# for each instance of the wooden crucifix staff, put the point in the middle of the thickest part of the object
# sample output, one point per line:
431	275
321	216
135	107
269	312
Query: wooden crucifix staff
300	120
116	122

*EXERCISE GOAL*:
Rewrite the records above, replacing "wooden" with "carved" and leaving everything else unchanged.

*ANSWER TO THE TASK*:
# for each instance of the carved crucifix staff, put the point in the middle of the thickest part of the object
# sample output, one point per line:
431	275
321	216
135	107
269	312
Query: carved crucifix staff
300	120
116	122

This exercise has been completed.